• Requirement: Please return, word for word, the lines in the items below starting at the line that contains "the chrome running" and ending at the line that contains "pixel 192 278", with both of those lines included.

Position annotation records
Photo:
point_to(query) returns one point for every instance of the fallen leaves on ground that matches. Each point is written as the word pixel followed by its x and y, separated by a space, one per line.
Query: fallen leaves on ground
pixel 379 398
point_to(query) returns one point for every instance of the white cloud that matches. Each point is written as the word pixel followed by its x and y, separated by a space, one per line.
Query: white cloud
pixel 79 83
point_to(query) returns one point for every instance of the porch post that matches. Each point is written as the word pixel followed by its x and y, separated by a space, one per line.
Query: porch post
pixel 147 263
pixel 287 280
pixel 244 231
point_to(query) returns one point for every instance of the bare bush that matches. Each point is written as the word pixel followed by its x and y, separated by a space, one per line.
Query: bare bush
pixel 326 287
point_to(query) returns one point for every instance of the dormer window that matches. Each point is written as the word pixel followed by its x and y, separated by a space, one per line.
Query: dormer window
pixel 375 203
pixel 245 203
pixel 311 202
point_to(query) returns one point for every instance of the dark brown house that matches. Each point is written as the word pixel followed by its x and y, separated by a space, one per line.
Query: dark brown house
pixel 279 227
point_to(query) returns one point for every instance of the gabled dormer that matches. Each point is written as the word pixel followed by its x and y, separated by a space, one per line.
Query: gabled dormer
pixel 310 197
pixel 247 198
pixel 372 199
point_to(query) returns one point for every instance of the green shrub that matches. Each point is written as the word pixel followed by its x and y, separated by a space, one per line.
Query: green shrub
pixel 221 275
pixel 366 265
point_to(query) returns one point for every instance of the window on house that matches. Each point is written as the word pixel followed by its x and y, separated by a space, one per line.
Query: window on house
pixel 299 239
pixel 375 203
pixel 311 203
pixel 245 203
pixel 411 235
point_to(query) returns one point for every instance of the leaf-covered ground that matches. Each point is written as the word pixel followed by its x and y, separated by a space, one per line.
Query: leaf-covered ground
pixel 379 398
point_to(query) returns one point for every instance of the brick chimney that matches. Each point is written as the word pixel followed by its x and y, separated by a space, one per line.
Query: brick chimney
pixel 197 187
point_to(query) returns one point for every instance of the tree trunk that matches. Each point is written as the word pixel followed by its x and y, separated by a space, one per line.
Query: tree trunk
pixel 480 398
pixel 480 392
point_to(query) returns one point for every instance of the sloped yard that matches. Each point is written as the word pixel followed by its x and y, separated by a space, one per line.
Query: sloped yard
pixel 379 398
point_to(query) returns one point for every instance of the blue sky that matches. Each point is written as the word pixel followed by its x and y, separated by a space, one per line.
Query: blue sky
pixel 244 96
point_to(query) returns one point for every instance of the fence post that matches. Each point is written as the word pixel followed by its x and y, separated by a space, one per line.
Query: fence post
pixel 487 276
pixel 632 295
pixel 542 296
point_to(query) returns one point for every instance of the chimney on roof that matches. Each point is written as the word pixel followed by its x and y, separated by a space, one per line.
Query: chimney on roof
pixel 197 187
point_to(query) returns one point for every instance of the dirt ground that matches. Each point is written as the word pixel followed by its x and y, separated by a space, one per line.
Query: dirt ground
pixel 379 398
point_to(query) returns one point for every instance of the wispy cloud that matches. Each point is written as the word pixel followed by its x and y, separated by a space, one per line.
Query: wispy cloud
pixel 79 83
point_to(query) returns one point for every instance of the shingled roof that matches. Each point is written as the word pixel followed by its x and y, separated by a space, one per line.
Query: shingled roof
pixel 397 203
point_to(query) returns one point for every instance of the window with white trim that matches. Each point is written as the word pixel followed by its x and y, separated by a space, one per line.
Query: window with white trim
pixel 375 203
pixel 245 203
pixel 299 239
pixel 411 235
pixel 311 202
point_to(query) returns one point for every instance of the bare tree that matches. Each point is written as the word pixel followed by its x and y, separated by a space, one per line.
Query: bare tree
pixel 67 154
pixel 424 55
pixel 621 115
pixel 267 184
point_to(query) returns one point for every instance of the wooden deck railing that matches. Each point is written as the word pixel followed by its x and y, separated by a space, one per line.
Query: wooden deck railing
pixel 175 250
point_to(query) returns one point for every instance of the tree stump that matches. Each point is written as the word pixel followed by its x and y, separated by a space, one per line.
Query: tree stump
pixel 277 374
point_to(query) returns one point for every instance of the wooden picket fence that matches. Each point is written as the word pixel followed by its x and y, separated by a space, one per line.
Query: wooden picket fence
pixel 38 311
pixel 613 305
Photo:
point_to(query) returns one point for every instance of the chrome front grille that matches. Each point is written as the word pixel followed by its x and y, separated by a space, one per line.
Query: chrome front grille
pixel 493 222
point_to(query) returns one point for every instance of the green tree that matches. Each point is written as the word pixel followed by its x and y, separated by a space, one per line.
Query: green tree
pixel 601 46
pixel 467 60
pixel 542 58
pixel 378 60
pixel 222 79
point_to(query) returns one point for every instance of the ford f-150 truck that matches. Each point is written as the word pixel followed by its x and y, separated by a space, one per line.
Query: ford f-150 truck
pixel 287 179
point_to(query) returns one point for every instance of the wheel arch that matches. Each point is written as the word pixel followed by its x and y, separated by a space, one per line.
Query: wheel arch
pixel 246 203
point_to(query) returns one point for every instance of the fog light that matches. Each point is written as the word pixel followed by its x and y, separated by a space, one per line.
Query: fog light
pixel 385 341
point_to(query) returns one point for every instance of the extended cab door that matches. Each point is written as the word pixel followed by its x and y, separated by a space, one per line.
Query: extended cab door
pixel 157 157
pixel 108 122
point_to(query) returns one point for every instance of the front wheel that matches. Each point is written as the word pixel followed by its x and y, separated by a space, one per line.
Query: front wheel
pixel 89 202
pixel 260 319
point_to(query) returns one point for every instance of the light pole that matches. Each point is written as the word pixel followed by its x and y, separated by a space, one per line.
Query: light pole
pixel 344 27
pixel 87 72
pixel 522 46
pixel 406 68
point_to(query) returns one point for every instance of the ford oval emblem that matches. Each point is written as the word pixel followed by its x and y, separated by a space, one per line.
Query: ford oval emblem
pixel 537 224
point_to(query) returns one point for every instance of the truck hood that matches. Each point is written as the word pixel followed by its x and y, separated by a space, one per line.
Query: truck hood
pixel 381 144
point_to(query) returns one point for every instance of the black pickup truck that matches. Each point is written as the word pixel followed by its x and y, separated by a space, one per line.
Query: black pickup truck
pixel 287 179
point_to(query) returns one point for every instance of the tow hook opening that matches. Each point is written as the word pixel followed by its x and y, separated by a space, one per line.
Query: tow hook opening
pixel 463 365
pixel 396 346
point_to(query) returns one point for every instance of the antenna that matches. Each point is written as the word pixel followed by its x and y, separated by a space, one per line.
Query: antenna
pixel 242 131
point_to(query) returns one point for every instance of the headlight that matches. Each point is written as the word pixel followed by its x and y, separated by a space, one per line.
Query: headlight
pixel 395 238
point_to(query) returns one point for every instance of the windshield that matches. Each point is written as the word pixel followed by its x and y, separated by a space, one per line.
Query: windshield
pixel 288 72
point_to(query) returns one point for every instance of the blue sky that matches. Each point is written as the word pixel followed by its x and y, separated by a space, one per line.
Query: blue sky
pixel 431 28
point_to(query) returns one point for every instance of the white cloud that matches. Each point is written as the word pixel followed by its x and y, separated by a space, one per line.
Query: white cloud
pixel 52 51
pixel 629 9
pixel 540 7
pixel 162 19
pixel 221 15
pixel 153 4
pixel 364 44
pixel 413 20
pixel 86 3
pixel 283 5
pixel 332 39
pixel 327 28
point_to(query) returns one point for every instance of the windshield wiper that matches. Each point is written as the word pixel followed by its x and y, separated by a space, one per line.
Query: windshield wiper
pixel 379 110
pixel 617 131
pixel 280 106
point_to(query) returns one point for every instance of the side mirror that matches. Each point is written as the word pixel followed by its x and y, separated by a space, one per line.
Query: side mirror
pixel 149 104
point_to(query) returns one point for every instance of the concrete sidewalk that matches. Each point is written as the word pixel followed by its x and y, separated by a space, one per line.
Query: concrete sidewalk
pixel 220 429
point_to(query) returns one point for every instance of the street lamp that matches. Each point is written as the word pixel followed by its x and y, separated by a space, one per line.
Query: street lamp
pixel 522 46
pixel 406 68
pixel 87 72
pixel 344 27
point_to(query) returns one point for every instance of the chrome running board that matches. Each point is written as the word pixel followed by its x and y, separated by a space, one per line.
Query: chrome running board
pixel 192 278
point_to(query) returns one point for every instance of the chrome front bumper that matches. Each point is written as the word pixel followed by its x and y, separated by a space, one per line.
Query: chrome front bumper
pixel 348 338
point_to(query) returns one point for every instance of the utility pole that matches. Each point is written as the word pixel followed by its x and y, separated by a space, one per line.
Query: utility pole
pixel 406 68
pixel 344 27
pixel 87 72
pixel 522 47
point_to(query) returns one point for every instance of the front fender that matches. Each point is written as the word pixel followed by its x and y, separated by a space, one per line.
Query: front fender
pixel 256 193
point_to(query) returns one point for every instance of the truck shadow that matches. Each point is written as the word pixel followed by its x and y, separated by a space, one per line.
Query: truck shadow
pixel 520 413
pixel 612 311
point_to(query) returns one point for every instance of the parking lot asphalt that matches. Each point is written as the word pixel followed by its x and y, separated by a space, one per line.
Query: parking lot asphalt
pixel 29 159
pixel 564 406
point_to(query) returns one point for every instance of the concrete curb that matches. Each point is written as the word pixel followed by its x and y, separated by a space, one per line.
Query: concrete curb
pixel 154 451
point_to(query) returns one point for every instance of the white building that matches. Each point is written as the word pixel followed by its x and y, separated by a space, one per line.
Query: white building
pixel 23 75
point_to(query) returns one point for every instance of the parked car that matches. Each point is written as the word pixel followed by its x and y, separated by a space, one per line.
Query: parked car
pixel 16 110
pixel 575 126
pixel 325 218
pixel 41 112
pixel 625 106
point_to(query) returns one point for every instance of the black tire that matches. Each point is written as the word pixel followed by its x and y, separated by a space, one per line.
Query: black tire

• Answer for the task:
point_to(query) returns one point for every instance of the chrome running board that matches. Each point is written as the word pixel followed by its x and y, separated by a space, one per line.
Query: chrome running board
pixel 192 278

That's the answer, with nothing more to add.